# DIRECTIVE
List every line of the data below that contains the string "flag", treating uppercase and lowercase as different.

[Image point annotation data]
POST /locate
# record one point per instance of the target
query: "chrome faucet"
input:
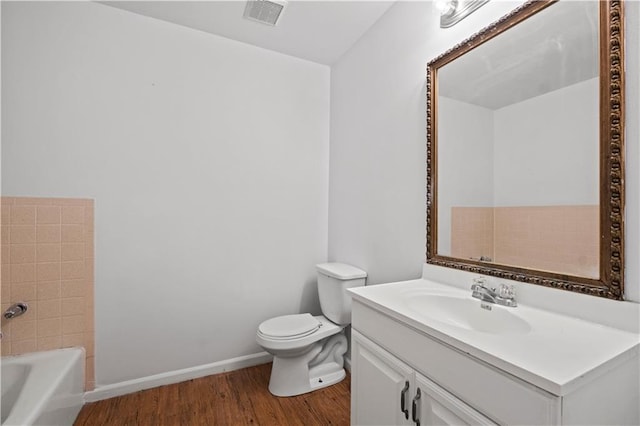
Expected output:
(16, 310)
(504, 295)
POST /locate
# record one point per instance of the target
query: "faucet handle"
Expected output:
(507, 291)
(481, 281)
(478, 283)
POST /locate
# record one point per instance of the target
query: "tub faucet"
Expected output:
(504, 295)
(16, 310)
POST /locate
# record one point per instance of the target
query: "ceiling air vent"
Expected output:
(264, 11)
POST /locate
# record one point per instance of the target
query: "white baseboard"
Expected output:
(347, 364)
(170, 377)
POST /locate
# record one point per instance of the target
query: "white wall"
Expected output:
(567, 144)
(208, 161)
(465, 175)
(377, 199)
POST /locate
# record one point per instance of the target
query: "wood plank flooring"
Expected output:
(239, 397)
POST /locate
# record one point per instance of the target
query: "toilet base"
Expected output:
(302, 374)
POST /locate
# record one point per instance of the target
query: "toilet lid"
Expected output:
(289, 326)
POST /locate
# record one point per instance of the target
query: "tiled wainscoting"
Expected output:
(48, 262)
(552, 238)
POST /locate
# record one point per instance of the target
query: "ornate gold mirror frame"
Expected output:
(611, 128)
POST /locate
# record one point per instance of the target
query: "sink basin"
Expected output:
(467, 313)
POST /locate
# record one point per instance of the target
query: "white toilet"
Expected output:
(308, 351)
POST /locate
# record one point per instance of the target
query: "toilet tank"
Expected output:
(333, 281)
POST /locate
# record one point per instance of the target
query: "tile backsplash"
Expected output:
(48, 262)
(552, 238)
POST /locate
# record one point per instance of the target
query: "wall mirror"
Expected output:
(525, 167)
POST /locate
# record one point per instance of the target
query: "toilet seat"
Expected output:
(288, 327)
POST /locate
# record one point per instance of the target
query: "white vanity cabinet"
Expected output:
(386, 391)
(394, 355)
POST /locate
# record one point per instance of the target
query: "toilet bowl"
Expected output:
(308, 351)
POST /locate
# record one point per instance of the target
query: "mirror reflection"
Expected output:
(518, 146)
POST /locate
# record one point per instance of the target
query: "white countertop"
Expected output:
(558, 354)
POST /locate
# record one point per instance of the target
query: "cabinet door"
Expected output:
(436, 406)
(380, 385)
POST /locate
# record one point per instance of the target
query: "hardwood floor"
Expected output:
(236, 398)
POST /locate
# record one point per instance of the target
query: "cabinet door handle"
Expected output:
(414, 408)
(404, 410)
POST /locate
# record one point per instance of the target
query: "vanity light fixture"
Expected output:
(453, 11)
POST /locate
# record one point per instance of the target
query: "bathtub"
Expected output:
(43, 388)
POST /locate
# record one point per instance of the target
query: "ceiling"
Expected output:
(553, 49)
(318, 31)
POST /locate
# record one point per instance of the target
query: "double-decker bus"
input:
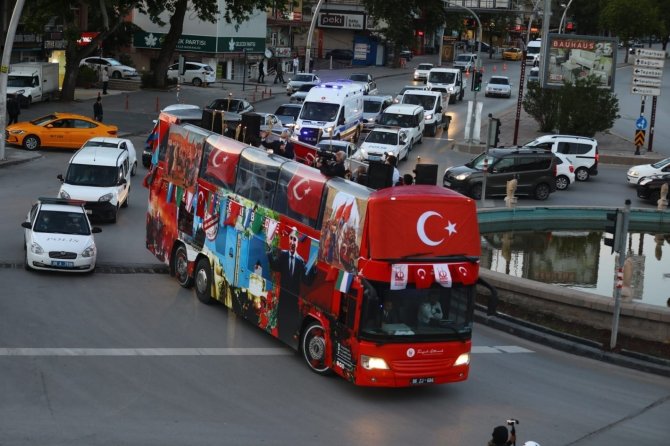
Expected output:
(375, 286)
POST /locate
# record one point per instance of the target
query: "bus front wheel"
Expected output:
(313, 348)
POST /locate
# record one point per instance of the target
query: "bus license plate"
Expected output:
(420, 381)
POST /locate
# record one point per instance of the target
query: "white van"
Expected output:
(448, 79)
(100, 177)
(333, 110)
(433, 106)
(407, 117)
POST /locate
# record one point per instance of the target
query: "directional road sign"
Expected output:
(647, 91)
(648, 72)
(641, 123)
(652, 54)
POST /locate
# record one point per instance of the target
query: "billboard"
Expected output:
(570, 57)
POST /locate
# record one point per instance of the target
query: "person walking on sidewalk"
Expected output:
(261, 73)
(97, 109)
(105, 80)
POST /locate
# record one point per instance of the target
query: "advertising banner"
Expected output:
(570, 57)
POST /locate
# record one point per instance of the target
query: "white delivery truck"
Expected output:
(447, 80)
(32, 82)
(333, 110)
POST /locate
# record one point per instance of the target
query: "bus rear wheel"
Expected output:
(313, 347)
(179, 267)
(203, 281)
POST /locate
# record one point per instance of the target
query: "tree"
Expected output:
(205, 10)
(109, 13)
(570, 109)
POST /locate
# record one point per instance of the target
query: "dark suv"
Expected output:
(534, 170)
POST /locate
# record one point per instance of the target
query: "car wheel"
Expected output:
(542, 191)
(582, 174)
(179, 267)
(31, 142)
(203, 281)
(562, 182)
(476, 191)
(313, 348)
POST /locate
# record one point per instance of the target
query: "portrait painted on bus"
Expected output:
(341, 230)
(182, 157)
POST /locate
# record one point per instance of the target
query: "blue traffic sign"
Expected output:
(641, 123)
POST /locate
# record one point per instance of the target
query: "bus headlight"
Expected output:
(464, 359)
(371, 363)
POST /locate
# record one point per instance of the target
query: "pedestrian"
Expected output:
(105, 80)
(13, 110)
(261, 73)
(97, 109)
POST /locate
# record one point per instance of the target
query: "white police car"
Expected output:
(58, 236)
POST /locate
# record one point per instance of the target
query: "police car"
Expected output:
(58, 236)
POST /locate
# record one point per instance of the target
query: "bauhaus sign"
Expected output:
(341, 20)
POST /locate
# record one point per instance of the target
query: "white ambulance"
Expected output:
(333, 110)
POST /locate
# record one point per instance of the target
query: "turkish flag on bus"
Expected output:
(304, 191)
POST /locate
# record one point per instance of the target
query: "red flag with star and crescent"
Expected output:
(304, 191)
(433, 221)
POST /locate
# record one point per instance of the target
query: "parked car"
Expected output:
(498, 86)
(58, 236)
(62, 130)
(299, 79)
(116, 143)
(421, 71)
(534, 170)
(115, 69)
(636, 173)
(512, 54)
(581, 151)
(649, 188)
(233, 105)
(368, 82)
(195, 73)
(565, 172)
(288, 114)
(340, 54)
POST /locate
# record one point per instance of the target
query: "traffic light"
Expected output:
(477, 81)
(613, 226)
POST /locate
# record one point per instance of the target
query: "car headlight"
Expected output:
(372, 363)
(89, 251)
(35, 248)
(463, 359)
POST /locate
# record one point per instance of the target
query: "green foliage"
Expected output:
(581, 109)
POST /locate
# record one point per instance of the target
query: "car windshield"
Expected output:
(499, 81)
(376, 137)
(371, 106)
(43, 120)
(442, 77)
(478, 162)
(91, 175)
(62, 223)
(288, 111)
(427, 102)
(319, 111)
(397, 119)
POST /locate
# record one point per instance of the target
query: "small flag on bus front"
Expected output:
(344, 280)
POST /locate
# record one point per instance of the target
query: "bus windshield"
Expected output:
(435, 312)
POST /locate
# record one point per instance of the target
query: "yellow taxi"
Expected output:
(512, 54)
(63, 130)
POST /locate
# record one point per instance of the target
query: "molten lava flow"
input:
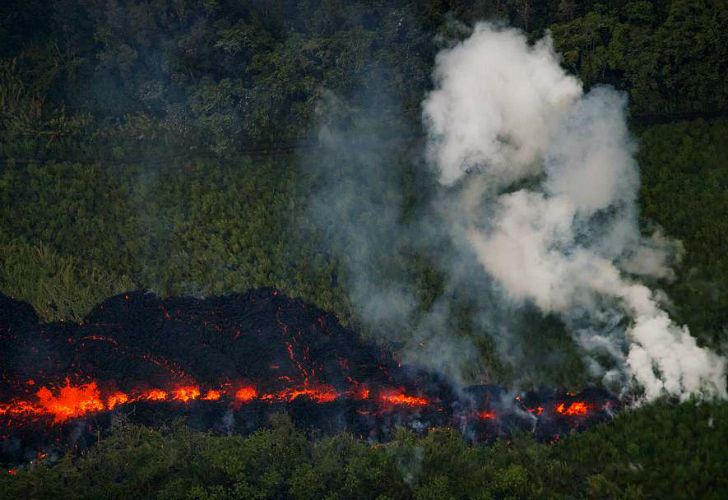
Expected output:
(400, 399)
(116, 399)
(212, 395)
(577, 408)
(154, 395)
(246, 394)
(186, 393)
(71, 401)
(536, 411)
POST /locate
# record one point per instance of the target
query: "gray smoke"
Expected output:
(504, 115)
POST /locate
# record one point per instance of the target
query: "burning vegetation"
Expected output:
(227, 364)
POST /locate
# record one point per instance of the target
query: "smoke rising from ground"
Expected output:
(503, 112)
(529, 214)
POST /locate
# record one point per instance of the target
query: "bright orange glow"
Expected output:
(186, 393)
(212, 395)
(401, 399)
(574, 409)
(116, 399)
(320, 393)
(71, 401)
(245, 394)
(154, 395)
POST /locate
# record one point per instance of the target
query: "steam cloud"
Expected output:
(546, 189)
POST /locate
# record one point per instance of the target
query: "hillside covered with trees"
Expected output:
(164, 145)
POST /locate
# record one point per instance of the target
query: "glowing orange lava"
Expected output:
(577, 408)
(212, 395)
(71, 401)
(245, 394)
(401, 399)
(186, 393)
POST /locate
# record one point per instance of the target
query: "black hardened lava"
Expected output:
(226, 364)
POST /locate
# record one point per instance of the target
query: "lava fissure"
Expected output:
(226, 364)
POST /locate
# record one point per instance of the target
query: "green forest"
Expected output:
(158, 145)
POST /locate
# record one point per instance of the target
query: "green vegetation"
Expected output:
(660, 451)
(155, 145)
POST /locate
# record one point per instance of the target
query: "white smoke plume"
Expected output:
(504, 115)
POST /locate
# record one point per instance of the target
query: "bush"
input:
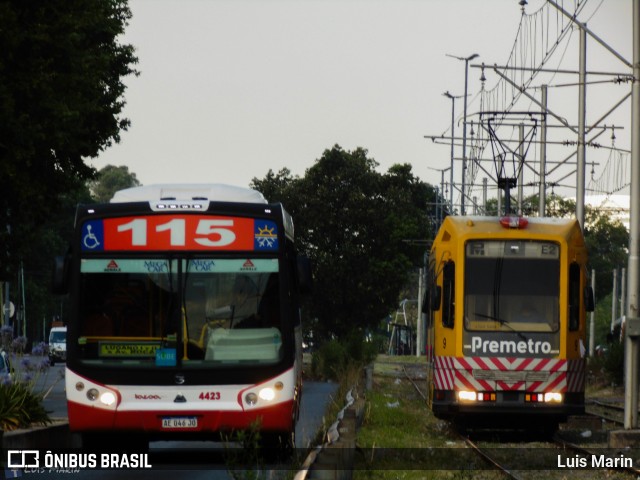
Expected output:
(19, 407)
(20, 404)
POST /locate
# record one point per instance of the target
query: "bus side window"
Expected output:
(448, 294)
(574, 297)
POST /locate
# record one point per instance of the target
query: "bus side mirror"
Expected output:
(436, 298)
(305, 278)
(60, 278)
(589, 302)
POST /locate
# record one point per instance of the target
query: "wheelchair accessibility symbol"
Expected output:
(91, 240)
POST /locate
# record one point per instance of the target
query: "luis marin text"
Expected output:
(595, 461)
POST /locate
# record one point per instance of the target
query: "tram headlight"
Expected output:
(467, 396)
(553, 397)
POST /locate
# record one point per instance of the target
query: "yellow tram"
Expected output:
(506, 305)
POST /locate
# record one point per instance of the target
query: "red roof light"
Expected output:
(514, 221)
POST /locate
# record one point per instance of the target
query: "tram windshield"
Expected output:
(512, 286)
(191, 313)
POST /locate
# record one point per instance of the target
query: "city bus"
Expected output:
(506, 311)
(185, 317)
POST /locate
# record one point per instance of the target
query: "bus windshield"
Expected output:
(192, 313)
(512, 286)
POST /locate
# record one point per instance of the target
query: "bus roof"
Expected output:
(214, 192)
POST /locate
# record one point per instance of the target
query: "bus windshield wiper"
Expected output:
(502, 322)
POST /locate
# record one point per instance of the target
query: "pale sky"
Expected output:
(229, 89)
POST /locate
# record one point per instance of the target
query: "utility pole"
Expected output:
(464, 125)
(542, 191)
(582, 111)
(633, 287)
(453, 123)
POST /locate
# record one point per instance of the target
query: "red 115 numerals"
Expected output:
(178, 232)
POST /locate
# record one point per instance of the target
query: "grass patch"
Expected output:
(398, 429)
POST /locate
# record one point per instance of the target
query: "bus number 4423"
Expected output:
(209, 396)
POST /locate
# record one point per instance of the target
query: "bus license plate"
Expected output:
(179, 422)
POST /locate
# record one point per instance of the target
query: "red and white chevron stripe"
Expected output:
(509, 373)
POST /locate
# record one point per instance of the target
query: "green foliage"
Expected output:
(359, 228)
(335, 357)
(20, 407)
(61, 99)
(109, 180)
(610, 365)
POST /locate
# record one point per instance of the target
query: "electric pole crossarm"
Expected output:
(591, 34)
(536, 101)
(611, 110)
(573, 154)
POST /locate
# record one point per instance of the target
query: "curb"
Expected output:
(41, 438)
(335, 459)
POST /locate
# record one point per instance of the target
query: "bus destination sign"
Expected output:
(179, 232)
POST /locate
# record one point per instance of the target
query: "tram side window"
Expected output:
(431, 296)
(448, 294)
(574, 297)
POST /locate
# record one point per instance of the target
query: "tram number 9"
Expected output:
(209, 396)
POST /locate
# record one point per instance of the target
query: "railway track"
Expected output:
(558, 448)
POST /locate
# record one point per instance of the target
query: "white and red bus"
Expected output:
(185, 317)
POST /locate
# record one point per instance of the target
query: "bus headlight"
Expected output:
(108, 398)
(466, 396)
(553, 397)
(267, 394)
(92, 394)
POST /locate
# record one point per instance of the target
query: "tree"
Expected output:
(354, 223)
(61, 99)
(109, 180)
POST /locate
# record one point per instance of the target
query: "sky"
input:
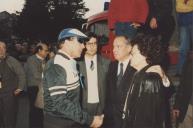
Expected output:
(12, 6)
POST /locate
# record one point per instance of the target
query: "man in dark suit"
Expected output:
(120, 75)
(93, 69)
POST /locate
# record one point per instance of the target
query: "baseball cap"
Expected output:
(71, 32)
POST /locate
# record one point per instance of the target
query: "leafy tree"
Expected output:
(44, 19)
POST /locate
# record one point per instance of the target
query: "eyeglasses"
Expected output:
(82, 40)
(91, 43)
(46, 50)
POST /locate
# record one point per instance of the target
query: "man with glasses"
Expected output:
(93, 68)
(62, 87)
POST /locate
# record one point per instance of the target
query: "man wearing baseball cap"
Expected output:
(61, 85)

# ANSWER TO THIS TASK
query: "turkish flag on bus"
query: "red flag with star and crescent"
query: "small flag on bus front"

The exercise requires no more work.